List every sector for which, according to the seaweed text below, the proposed refining process would create products.

## SELECTED EXCERPT
────
Seaweed as future food, feed and medicine
A consortium of European companies and research institutions has received €4,2 million in grant funding to evaluate the viability, and bioeconomic impact of processing cultivated seaweed to create a diverse range of high-value products: a potentially new and significant sustainable industry.
“We believe that seaweed can be processed into value-added products such as health-promoting feed and food supplements, with a documented effect on the immune system of both animals and humans; prebiotic and antibiotic agents; anionic polymers; and chemicals for paints, cosmetics and detergents,” says Project coordinator Professor Anne-Belinda Bjerre, Danish Technological Institute.
The Bio-Based Industries Joint Undertaking (BBI JU) awarded the MACRO CASCADE project the funding under the European Union’s Horizon 2020 research and innovation programme, primarily to Prove the concept of the cascading marine macroalgal biorefinery.
If proven, this refining process would use cultivated seaweed to create products for a wide range of industries including the food, feed, cosmetics, pharmaceutical, and chemical sectors. Waste Products could be used as fertilisers or biofuels.
────
## RECORD SET
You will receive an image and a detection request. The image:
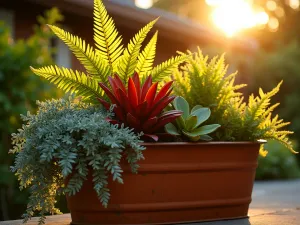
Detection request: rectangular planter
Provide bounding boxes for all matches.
[67,142,260,225]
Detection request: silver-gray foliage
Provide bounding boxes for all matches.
[10,99,144,224]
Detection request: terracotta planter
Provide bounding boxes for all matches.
[67,142,259,225]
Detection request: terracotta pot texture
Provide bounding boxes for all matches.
[67,142,259,225]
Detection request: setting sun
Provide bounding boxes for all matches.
[206,0,269,37]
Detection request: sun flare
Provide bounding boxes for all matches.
[206,0,269,37]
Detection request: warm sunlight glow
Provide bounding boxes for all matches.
[289,0,300,9]
[266,1,277,11]
[268,17,279,31]
[135,0,153,9]
[210,0,269,37]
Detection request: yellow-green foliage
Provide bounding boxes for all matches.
[32,0,187,102]
[173,50,295,155]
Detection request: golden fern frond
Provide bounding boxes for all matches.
[118,18,158,82]
[94,0,124,71]
[49,25,111,82]
[135,31,158,76]
[151,55,190,82]
[247,81,282,121]
[30,66,102,99]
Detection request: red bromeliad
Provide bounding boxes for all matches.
[98,73,182,141]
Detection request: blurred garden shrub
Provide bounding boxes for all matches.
[256,141,300,180]
[250,41,300,165]
[0,9,63,220]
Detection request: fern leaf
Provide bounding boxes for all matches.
[151,55,190,81]
[94,0,123,71]
[48,25,111,82]
[31,66,102,99]
[135,32,158,76]
[119,19,158,82]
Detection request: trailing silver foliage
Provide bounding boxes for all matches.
[10,99,144,224]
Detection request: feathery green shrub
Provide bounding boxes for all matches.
[173,49,295,155]
[10,100,144,224]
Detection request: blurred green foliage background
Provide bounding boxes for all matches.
[0,9,63,220]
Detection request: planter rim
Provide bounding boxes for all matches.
[141,140,267,147]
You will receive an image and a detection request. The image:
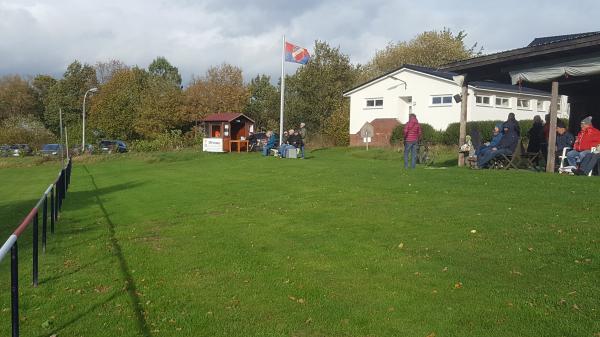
────
## TASK RESPONSE
Food, feed, cosmetics, pharmaceutical, and chemical.